Job: Reproduce the material below line for line, leaving out the picture.

Source material:
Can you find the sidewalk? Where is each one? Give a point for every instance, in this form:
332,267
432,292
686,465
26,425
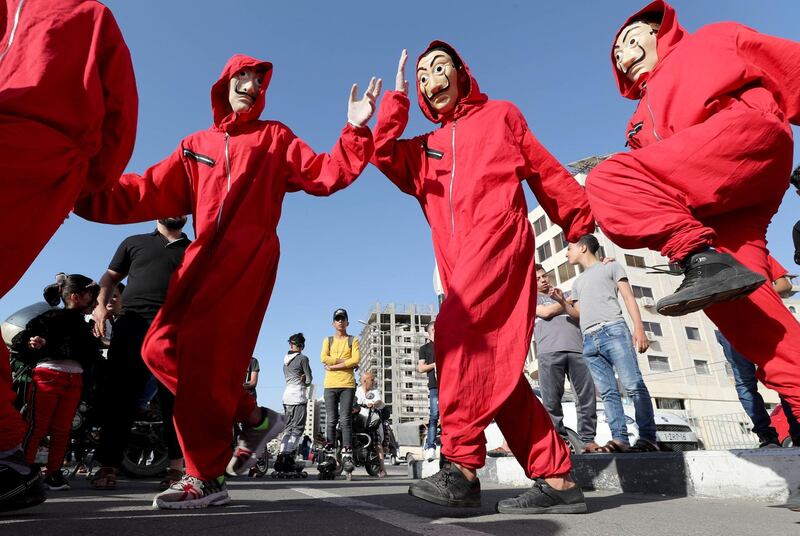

Output for this task:
Can you find the sidewalk? Where is each one? Give a point for every instance, in this form:
332,267
432,292
686,465
26,425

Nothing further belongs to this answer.